Work instruction: Return each line of the data below that contains the string "standing".

Data shown:
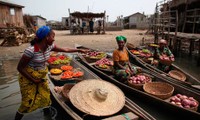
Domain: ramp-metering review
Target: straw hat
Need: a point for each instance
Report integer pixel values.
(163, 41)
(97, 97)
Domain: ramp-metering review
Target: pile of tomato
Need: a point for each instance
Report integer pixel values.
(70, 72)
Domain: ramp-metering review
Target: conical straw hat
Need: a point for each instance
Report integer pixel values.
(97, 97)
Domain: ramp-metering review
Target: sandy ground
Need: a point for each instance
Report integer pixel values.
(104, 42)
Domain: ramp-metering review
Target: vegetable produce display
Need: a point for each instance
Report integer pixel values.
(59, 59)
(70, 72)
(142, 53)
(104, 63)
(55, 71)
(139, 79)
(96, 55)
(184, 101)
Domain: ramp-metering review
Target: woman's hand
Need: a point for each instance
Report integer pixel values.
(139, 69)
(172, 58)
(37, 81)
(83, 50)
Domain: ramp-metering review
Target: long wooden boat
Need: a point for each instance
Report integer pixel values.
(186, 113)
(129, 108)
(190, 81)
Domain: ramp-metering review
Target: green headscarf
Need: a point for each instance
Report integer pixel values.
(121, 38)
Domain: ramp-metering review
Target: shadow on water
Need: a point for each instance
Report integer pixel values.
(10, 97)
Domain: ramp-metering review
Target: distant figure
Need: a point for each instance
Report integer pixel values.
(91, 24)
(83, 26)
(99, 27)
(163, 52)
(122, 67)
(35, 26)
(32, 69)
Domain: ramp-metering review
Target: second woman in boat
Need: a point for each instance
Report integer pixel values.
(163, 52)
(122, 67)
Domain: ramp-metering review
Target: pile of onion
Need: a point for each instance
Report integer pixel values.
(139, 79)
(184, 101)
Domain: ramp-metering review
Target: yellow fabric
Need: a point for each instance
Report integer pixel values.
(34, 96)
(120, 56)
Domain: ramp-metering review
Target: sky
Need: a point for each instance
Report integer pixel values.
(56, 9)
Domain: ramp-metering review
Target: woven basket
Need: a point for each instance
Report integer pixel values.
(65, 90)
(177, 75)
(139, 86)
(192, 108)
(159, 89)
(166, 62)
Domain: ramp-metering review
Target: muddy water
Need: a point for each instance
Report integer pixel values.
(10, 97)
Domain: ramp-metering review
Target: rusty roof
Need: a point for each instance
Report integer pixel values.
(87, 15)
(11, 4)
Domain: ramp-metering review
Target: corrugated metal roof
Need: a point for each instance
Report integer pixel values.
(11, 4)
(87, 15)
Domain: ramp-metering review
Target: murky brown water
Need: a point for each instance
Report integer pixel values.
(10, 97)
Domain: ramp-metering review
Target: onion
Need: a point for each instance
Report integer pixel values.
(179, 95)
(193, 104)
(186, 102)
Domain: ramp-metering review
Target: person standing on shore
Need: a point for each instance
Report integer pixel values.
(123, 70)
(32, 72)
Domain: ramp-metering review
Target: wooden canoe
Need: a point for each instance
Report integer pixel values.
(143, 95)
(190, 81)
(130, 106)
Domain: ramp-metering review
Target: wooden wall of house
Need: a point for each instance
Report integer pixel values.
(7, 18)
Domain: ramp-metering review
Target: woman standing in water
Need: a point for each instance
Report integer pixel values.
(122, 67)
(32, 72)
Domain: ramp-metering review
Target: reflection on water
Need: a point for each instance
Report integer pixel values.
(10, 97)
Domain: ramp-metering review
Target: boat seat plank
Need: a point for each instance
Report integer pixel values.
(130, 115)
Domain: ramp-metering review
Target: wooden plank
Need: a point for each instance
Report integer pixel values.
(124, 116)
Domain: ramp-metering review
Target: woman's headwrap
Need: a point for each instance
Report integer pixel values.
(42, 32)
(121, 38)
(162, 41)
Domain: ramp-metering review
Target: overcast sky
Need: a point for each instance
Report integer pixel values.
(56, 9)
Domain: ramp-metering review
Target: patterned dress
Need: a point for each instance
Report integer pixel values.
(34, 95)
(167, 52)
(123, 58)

==

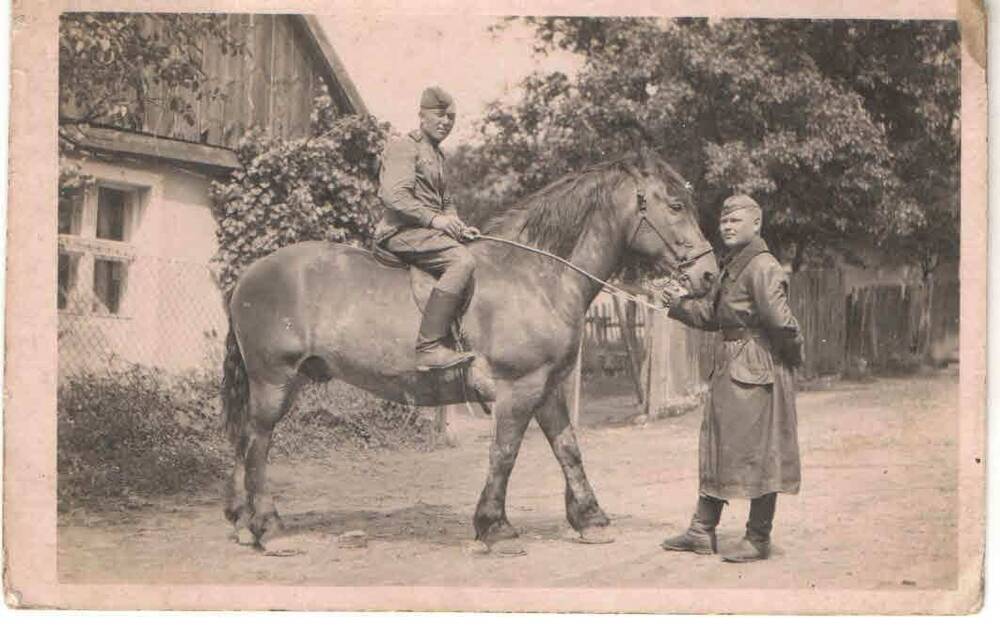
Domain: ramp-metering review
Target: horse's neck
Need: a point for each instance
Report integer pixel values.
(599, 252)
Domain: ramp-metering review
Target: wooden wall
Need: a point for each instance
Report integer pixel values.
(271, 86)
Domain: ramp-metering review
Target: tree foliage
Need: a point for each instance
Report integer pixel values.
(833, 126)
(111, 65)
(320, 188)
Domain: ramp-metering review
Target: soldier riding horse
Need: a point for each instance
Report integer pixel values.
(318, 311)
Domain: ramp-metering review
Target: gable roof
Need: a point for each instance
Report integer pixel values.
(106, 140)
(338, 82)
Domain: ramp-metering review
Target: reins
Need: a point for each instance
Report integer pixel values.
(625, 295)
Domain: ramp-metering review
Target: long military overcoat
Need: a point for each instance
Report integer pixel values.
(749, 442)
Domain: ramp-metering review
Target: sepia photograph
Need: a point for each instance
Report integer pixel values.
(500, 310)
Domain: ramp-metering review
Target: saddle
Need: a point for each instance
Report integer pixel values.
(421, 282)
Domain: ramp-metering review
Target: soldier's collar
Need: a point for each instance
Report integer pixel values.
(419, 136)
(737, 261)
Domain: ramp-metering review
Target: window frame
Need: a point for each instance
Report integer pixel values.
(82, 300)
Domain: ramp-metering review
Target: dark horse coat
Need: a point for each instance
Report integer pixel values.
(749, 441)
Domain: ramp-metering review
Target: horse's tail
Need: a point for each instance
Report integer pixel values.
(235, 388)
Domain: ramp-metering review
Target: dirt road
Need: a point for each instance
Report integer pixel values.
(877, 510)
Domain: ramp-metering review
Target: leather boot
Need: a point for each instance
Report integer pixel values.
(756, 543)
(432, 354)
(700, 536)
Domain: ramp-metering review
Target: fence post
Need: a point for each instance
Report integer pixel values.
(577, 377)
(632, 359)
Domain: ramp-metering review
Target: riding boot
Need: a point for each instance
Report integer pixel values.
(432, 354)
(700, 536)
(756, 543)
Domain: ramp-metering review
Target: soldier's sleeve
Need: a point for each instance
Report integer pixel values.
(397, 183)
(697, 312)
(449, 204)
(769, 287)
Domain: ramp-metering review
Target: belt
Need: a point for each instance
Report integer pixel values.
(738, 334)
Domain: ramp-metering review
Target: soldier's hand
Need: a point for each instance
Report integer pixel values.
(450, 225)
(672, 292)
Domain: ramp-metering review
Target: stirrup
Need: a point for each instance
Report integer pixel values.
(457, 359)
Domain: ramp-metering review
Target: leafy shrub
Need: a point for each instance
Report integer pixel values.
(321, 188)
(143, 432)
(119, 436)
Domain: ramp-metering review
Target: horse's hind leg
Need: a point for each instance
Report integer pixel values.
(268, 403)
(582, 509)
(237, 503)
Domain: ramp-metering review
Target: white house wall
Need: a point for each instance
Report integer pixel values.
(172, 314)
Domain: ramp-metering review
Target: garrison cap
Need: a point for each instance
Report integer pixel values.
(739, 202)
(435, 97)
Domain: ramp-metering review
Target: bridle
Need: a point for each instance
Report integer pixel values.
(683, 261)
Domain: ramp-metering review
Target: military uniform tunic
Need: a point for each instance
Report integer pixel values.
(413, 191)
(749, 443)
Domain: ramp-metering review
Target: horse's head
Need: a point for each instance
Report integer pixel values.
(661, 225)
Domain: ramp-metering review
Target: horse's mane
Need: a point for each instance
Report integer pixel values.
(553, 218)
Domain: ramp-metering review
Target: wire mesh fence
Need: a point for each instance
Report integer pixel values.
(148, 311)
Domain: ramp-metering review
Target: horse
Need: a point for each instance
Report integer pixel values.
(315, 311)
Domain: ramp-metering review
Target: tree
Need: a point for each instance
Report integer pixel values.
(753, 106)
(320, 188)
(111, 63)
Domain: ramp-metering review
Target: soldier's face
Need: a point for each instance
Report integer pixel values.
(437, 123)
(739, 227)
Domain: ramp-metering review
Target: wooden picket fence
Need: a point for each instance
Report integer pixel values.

Result of the task:
Target: person standing on shore
Target: woman standing in water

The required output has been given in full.